*** 文章の抜粋 ***

私はクラブという場所が大好きです。あの非日常空間とも言える暗闇で、大きな音を浴びながら踊る時間がたまらなく好きなんですよね。「誰に頼めばいいんだ」と頭を悩ませながら、自分のスマホのライブラリを見返し、様々なパーティーの写真や動画をなんとなく漁っていました。その時目にしたのがJUN INAGAWAさんが主宰していた「MAD MAGIC ORCHESTRA」というパーティー。JUN INAGAWAさんのパーティーでは、同年代ながらもケミカルブラザーズやアンダーワールド、電気グルーヴなどのアンセムが流れていたり、メインフロアでは石野卓球さんや大沢 伸一さんなどのレジェンドDJが回していたりと、いつも刺激を受けていました。

当時の写真や動画を見返すうちに思い出すあの高揚感。そう、自分の大好きな音楽を知っていて、かつ独自の世界観をもっているJUN INAGAWAさんたちに音楽をつくってもらいたい、そう強く思ったのでした。(JUN INAGAWAさんはFrog3という名義で音楽制作をおこなっています)

*** 抜き出した行 ***

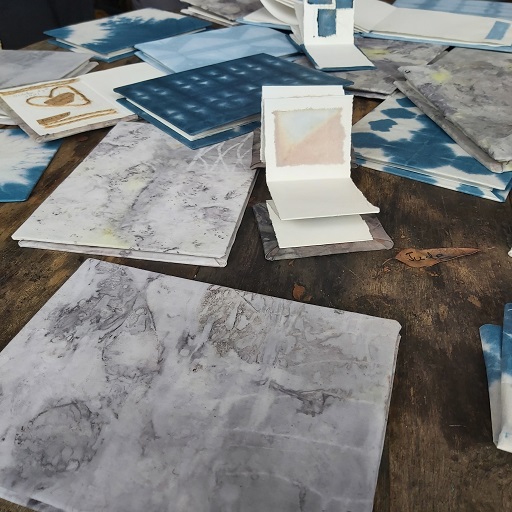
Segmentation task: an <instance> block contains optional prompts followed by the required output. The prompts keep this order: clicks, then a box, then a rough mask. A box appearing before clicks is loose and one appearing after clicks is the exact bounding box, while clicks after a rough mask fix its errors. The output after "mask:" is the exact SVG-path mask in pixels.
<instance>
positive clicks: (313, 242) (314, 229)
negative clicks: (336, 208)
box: [267, 201, 372, 249]
mask: <svg viewBox="0 0 512 512" xmlns="http://www.w3.org/2000/svg"><path fill="white" fill-rule="evenodd" d="M267 210H268V214H269V217H270V220H271V222H272V227H273V228H274V231H275V233H276V237H277V241H278V244H279V247H280V248H282V249H286V248H289V247H306V246H311V245H328V244H329V245H332V244H342V243H346V242H364V241H367V240H372V235H371V233H370V230H369V228H368V226H367V224H366V222H364V220H363V219H362V218H361V216H360V215H343V216H336V217H325V218H321V219H297V220H286V221H282V220H281V219H280V218H279V215H278V213H277V211H276V210H275V205H274V202H273V201H267Z"/></svg>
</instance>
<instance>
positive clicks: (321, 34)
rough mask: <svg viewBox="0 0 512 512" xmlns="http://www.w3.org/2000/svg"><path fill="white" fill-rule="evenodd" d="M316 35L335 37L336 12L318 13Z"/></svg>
mask: <svg viewBox="0 0 512 512" xmlns="http://www.w3.org/2000/svg"><path fill="white" fill-rule="evenodd" d="M318 35H319V36H320V37H329V36H334V35H336V11H335V10H334V9H320V10H319V11H318Z"/></svg>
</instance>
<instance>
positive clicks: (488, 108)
mask: <svg viewBox="0 0 512 512" xmlns="http://www.w3.org/2000/svg"><path fill="white" fill-rule="evenodd" d="M511 70H512V55H511V54H510V53H503V52H494V51H484V50H473V49H467V48H454V49H453V50H452V51H451V52H449V53H447V54H446V56H443V58H442V59H439V60H438V61H437V62H436V63H435V64H431V65H429V66H412V67H409V66H406V67H404V68H401V71H402V72H403V74H404V77H405V79H406V85H407V86H409V87H410V88H412V89H413V92H414V91H415V92H416V93H418V94H419V95H420V98H421V97H422V98H424V100H425V101H426V103H427V105H428V106H430V107H431V108H432V109H433V110H434V111H437V113H438V114H439V116H440V117H441V121H440V123H441V127H442V128H443V129H445V130H446V131H447V132H448V134H449V135H450V136H451V137H453V138H454V139H455V140H456V141H457V142H459V138H458V136H457V132H459V133H460V135H461V136H462V137H465V138H468V139H469V140H470V141H472V142H473V143H474V144H475V145H476V146H477V147H479V148H480V149H481V150H483V151H484V152H485V153H487V154H488V155H489V156H490V157H491V158H492V159H493V160H495V161H496V162H497V163H498V164H499V165H500V167H501V168H500V170H501V171H509V170H512V94H511V89H510V76H511ZM402 90H403V91H404V92H405V93H406V94H409V93H408V90H407V89H406V88H402ZM410 98H411V100H412V101H414V102H416V99H415V97H414V95H410ZM418 106H419V107H420V108H422V105H420V104H418ZM425 113H426V114H427V115H429V116H430V113H429V111H428V110H425ZM432 118H433V119H434V117H432ZM434 121H436V122H439V121H438V120H437V119H434ZM463 147H464V146H463ZM465 149H466V150H467V147H465ZM475 157H476V156H475ZM482 163H484V162H482ZM491 170H494V169H491Z"/></svg>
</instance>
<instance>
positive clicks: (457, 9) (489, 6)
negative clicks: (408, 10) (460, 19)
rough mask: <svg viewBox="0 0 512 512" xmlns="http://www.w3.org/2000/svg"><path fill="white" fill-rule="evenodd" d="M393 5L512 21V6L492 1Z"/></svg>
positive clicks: (413, 1) (433, 1)
mask: <svg viewBox="0 0 512 512" xmlns="http://www.w3.org/2000/svg"><path fill="white" fill-rule="evenodd" d="M393 5H394V6H395V7H404V8H406V9H424V10H426V11H442V12H454V13H457V14H473V15H475V16H485V17H487V18H502V19H506V20H512V4H509V3H505V2H493V1H491V0H396V2H394V3H393Z"/></svg>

***

**課題の指示:**
[1] クラブについての文章を読んで、次の質問に答えてください。
(a) JUN INAGAWAさんが主宰していたパーティーの名前は何ですか。
(b) メインフロアで回していたレジェンドDJとして名前が挙がっているのは誰ですか。
(c) JUN INAGAWAさんは音楽制作でどんな名義を使っていますか。
[2] クラブについての文章で、JUN INAGAWAさんのパーティーでアンセムが流れていたと書かれているアーティストを、すべて挙げてください。
[3] クラブについての文章を、最後の文のあとから書き進めてください。

**この課題の答え:**
[1]
(a) 「MAD MAGIC ORCHESTRA」
(b) 石野卓球さんと大沢 伸一さん
(c) Frog3

[2] ケミカルブラザーズ、アンダーワールド、電気グルーヴ

[3]
いざ、テクノをつくる。

JUN INAGAWAさんが所属する4人組のエレクトロミュージックユニット、Frog3さんへ早速アプローチし、お返事をいただくまでの1週間。まるで永遠のように感じたのですが、受けてくださるとご連絡をいただき、ホッとしたのも束の間。すでに12月になっていたので翌日すぐにWebでMTGを実施し、プロジェクト全体の企画と音楽の方向性について共有するお時間をいただきました。Frog3の皆さんも自分と同年代だったため、ただ音楽制作を依頼するだけではなく「一緒に制作したい」という気持ちをお伝えしました。

初回MTGの様子

正式にFrog3さんが音楽を制作してくださることが決まってからのスピードは凄まじいものでした。翌週にはラフ版が届き、出先の訪問帰りに歩きながら30回は聴いて、すぐにフィードバックをさせていただきました。ただ、このラフ版の時点でほとんど見えているゴールが共通だったので、あとは細かいニュアンスや意見の出し合いで絶対にいいものに仕上がるとは感じていました。

その翌週にはFrgo3さんたちのアトリエ、通称Frogハウスへお邪魔して対面でのやり取りをさせていただきました。オンラインだけでは絶対にわからない細かい部分のコミュニケーションや、何気ない会話からアイディアが発展していく様子は、まさに自分が思い描いていた制作環境。Frog3さんへは感謝してもしきれません。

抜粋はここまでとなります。